Task requirements:
Arrange the lines from the start of the items through the line containing "674,513,810,551" as a JSON list of strings, one string per line, leaving out blank lines. Include both end lines and nothing past them.

(Annotated coordinate items)

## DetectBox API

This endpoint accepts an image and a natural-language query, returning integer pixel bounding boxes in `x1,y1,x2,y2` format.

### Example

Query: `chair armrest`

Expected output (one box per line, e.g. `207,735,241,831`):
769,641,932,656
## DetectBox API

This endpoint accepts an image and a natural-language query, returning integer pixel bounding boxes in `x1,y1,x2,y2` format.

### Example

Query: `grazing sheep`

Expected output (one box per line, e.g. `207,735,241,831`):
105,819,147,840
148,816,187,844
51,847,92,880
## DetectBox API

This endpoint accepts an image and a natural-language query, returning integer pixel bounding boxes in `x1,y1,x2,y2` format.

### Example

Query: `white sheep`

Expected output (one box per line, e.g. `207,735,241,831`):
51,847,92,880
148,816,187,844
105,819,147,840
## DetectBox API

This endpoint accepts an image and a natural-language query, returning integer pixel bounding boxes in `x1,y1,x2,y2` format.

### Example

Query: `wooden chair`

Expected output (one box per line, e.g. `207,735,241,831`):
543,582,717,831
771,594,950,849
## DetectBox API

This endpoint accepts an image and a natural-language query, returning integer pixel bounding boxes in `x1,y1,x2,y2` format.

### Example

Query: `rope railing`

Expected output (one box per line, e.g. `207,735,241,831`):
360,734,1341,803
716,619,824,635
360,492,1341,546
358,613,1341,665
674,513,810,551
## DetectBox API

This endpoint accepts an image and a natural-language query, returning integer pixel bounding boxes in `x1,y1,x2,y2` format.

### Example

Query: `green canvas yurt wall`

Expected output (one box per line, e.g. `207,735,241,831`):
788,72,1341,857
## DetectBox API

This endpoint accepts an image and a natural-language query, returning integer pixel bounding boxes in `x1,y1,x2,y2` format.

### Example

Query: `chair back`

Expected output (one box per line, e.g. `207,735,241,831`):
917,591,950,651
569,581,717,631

Completed task:
[
  "## DetectBox API",
  "This endpoint accepts an image and a natural-language query, returning integer pixel bounding boxes in `x1,y1,x2,y2` format.",
  "### Example",
  "Query: `chair armrest`",
  "Expected output (one box per line, e.g. `207,735,241,831`):",
  "769,641,932,656",
  "## DetectBox API",
  "This endpoint accepts an image and a natural-language query, returning integer pixel bounding boxes in `x1,y1,x2,y2` format.",
  "### Example",
  "Query: `grazing sheep`",
  "Expected output (one box per line, e.g. `207,735,241,831`):",
  "105,819,147,840",
  "148,816,187,844",
  "51,847,92,880",
  "## DetectBox API",
  "This endpoint accepts an image and a natural-language query, returning integer pixel bounding boxes in `x1,y1,x2,y2` format.",
  "### Example",
  "Query: `white sheep`",
  "Expected output (one box per line, e.g. `207,735,241,831`):",
  "51,847,92,880",
  "148,816,187,844",
  "105,819,147,840",
  "## DetectBox API",
  "This endpoint accepts an image and a natural-language query, returning integer pixel bounding boxes in `x1,y1,x2,y2` format.",
  "### Example",
  "Query: `wooden chair`",
  "Expected output (one box per line, e.g. `207,735,241,831`):",
  "543,582,717,831",
  "771,594,950,849",
  "## DetectBox API",
  "This endpoint accepts an image and a natural-language query, returning integer pixel bounding boxes in `x1,y1,x2,y2` format.",
  "### Example",
  "Query: `rope railing`",
  "Expected output (one box per line, e.g. `207,735,241,831`):",
  "360,734,1341,803",
  "716,619,824,635",
  "360,492,1341,546",
  "358,613,1341,665",
  "674,513,810,551"
]